#### [What the task requires]
The answer must consist of every line from the data that holds "metal".

#### [Task data]

⁂

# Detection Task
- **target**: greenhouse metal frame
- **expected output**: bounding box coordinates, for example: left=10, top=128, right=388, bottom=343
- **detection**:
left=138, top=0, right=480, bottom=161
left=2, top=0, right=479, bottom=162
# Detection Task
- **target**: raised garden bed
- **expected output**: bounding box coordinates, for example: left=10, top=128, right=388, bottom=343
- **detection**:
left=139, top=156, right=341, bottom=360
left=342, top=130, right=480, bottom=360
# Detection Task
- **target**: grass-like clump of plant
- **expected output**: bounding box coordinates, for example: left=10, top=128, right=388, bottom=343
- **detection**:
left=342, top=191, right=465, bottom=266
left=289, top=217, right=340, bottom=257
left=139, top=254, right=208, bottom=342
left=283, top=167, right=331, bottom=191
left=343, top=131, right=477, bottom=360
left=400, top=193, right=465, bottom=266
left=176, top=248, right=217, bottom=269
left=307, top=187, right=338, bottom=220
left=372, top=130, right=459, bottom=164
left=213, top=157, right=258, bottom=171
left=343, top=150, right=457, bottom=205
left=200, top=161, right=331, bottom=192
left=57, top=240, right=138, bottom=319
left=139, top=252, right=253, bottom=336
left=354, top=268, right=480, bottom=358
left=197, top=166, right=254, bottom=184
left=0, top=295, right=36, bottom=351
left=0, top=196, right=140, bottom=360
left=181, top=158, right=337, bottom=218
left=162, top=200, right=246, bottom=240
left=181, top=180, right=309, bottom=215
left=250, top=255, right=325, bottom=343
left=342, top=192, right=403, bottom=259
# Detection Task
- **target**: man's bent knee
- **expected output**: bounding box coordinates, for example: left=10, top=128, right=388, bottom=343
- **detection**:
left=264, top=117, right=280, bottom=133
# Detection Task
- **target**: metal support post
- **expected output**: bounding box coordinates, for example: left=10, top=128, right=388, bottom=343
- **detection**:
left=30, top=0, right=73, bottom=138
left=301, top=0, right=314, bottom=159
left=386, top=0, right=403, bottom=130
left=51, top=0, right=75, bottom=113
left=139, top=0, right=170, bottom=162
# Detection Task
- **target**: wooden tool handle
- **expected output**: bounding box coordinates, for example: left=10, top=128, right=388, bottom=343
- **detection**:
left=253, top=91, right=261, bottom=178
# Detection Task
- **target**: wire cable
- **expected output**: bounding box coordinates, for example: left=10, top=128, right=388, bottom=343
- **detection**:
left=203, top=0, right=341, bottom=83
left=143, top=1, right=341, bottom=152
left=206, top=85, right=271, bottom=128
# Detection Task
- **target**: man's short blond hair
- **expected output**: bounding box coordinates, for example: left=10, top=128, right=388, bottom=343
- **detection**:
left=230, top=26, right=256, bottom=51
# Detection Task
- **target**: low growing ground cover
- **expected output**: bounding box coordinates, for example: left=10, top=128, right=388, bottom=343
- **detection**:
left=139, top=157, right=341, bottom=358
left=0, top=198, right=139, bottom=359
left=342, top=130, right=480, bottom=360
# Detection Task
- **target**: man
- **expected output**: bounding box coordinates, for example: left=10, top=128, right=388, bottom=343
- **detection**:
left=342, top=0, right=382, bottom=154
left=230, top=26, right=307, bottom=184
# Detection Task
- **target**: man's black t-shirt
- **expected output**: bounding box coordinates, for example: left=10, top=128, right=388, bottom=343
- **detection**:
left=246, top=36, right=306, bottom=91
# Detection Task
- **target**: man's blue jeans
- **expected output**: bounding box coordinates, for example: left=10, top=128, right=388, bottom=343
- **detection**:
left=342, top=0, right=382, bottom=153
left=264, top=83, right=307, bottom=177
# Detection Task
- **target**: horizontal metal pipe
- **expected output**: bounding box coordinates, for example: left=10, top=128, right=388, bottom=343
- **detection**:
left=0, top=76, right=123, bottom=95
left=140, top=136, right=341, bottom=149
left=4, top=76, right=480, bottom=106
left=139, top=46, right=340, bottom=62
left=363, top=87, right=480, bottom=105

⁂

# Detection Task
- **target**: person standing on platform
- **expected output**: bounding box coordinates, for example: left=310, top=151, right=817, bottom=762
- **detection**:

⁂

#### [Task output]
- **target**: greenhouse metal frame
- **target**: metal support post
- **target**: horizontal metal pipe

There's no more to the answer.